ПИСЬМЕННОЕ ЗАДАНИЕ 1 - Перепишите часть отрывка о взятии Акабы, которая начинается словами «Наши люди прекратили» и заканчивается словами «скорее в Египет.». При этом замените «по-немецки» на «по-английски».

=== ФРАГМЕНТ ТЕКСТА ===

Мы сделали третью попытку связаться с турками при посредстве какого-то юного новобранца, заявившего, что он знает, как этого достичь. Мы спустились с ним к самым окопам и велели позвать какого-нибудь офицера, чтобы переговорить с ним. После некоторого колебания турок мы добились своего и разъяснили, как обстоит положение, указав на наши подавляющие силы и невозможность сдерживать нрав арабов. Результатом наших переговоров явилось обещание турок сдаться с наступлением дневного света. Таким образом, мы могли еще раз поспать (событие достаточно редкое и поэтому достойное того, чтобы быть занесенным в летопись), несмотря на мучившую нас жажду.
На рассвете следующего дня сражение возобновилось по всей линии, так как ночью прибыло несколько сот новых горных арабов, опять удвоивших нашу численность, и они, не зная о достигнутом соглашении, открыли стрельбу по туркам, которые начали защищаться. Насир выступил с Абдуллой и его аджейлями, выстроенными по четыре в ряд, и спустился в долину.
Наши люди прекратили стрельбу, а вслед за ними замолкли и турки, так как их солдаты не решались больше сражаться, считая, что мы отлично всем снабжены. Итак, в конце концов, сдача врага произошла спокойно.
Когда арабы кинулись на турок, чтобы их ограбить, я заметил инженера в сером мундире, с рыжей бородой и растерянными голубыми глазами. Я заговорил с ним по-немецки. Он был специалистом по бурению колодцев и не владел турецким языком. Только что случившееся поразило его, и он попросил меня объяснить, что мы собой представляем. Я рассказал ему, что мы – арабы, восставшие против турок. Он не сразу меня понял. Он хотел знать, кто являлся нашим вождем. Я ответил, что ишан Мекки. Он предположил, что его отошлют в Мекку. Я возразил, что – скорее в Египет.
Потерю своих технических принадлежностей он принял философски, но очень сожалел о почти законченном им колодце, который послужил бы ему памятником. Он показал мне его местоположение и недостроенный насос. Мы набрали оттуда прекрасной, прозрачной воды и утолили жажду.
Затем мы взапуски устремились к Акабе, лежавшей в четырех милях дальше, и, пробившись сквозь песчаную бурю, 6 июля, ровно через два месяца после нашего выступления из Ваджха, подошли к морю.
Акаба, Суэц, Алленби
Мы сидели, наблюдая, как ряды наших людей потоком проходили мимо нас. Их разгоряченные лица казались безразличными и ничего не выражающими.
В течение многих месяцев Акаба являлась нашей желанной целью. У нас не было никаких иных помыслов, мы отвергли всякие мысли о чем-либо ином. Сейчас, захватив ее, мы были немного разочарованы.
Голод пробудил нас от нашего транса. У нас сейчас было семьсот пленных в добавление к нашим пятистам собственным людям и двум тысячам ожидающих нас союзников. У нас совершенно не было денег, а ели мы последний раз два дня назад. Наши верховые верблюды представляли собой запасы мяса, достаточные на шесть недель, но, используя их, мы оказались бы на жалкой и одновременно дорогой диете и были бы обречены в будущем на неподвижность, расплачиваясь за проявленную слабость характера.

=== ЗАПИСАННЫЕ ДАННЫЕ ===

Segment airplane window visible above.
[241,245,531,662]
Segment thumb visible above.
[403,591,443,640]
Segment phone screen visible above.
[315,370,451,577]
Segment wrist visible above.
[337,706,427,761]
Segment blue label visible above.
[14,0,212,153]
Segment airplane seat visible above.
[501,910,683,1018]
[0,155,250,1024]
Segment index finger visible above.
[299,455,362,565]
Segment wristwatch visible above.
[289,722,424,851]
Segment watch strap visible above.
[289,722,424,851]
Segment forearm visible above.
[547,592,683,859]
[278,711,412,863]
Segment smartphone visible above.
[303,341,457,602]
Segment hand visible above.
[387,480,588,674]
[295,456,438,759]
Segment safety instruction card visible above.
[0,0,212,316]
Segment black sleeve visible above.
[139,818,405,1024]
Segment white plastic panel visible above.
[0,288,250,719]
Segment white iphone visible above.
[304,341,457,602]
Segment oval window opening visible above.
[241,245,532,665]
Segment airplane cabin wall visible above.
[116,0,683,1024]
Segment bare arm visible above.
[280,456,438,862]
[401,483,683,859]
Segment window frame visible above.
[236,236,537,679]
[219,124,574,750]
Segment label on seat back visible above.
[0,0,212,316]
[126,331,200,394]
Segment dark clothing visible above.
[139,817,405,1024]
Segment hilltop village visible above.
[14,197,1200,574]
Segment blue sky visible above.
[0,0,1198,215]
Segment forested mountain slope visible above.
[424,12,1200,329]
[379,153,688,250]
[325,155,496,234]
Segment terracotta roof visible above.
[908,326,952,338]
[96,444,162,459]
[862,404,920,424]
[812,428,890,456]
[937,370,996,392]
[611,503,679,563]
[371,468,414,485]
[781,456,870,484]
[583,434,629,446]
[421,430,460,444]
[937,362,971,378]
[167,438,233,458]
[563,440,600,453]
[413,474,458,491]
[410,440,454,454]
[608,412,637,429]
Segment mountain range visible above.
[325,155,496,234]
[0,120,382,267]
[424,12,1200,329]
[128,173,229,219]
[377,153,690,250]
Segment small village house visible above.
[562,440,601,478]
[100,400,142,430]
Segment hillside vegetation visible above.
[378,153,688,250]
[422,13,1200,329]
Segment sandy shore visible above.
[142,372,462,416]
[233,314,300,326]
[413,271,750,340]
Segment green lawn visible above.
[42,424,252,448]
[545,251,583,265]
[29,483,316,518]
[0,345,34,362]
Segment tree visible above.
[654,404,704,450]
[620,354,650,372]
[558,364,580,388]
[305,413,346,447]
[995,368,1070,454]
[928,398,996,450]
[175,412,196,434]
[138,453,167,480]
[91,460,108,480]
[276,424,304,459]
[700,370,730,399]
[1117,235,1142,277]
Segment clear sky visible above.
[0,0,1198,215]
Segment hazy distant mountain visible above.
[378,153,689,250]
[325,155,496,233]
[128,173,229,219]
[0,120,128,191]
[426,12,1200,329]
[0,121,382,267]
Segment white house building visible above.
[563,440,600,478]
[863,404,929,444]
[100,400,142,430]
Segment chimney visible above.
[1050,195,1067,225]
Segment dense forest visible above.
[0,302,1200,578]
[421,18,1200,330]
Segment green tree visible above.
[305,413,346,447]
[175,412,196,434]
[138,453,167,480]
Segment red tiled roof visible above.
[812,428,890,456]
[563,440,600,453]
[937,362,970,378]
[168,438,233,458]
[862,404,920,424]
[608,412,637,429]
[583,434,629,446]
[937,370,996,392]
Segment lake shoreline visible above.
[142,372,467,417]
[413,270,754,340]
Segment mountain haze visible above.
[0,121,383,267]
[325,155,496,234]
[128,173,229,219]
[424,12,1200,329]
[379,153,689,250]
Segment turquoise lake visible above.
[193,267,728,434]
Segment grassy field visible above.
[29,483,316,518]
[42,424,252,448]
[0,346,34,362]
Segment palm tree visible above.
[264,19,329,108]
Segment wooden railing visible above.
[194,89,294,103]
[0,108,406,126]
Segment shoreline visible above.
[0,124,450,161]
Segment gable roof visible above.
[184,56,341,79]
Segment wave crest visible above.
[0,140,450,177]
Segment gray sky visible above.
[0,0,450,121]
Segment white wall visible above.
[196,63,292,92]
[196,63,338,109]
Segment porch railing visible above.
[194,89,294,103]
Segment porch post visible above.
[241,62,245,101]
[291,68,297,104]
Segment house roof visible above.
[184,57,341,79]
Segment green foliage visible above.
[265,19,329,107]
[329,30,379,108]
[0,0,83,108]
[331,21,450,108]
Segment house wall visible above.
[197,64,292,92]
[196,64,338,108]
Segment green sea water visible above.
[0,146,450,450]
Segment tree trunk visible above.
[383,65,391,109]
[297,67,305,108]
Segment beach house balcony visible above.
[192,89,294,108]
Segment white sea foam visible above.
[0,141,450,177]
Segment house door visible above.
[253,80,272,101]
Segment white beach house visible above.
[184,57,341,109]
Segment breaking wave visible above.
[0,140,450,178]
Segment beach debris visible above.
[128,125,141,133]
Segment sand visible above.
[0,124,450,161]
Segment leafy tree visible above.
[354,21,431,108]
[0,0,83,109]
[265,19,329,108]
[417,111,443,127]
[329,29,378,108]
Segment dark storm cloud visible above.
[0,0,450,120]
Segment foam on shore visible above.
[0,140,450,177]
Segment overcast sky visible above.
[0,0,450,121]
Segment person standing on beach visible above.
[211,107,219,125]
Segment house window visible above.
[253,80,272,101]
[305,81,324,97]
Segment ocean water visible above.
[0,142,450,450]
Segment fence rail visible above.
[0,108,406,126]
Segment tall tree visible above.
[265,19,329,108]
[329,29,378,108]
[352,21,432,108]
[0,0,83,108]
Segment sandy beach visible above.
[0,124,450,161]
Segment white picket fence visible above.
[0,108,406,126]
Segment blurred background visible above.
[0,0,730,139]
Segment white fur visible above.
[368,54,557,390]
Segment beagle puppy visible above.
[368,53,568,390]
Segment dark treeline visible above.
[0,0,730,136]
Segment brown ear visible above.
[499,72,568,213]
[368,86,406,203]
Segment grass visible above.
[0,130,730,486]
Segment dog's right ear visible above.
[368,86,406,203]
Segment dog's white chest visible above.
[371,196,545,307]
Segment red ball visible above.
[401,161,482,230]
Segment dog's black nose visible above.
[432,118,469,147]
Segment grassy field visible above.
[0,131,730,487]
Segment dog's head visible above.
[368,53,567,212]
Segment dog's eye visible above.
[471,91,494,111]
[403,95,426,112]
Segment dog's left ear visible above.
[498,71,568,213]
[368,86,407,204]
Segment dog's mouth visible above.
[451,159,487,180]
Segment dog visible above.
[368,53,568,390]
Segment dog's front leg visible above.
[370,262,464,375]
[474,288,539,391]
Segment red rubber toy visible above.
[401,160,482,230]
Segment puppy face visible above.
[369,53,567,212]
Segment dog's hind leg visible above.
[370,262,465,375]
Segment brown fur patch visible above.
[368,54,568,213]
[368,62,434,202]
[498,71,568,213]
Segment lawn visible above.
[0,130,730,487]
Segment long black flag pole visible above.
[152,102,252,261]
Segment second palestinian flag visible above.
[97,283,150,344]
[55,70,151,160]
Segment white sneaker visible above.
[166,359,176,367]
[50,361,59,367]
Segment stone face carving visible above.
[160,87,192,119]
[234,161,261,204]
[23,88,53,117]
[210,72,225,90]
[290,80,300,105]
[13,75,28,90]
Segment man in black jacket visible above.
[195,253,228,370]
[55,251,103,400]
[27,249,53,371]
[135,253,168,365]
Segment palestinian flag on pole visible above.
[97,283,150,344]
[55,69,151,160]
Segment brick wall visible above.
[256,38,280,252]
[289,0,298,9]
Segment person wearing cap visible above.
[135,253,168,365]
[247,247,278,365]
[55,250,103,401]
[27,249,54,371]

===

ПИСЬМЕННОЕ ЗАДАНИЕ 2 - Верните без изменений строки записей с самой первой по строку, содержащую «[295,456,438,759]», включительно.

РЕШЕНИЕ 1 -
Наши люди прекратили стрельбу, а вслед за ними замолкли и турки, так как их солдаты не решались больше сражаться, считая, что мы отлично всем снабжены. Итак, в конце концов, сдача врага произошла спокойно.
Когда арабы кинулись на турок, чтобы их ограбить, я заметил инженера в сером мундире, с рыжей бородой и растерянными голубыми глазами. Я заговорил с ним по-английски. Он был специалистом по бурению колодцев и не владел турецким языком. Только что случившееся поразило его, и он попросил меня объяснить, что мы собой представляем. Я рассказал ему, что мы – арабы, восставшие против турок. Он не сразу меня понял. Он хотел знать, кто являлся нашим вождем. Я ответил, что ишан Мекки. Он предположил, что его отошлют в Мекку. Я возразил, что – скорее в Египет.

РЕШЕНИЕ 2 -
Segment airplane window visible above.
[241,245,531,662]
Segment thumb visible above.
[403,591,443,640]
Segment phone screen visible above.
[315,370,451,577]
Segment wrist visible above.
[337,706,427,761]
Segment blue label visible above.
[14,0,212,153]
Segment airplane seat visible above.
[501,910,683,1018]
[0,155,250,1024]
Segment index finger visible above.
[299,455,362,565]
Segment wristwatch visible above.
[289,722,424,851]
Segment watch strap visible above.
[289,722,424,851]
Segment forearm visible above.
[547,592,683,859]
[278,711,412,863]
Segment smartphone visible above.
[303,341,457,602]
Segment hand visible above.
[387,480,588,674]
[295,456,438,759]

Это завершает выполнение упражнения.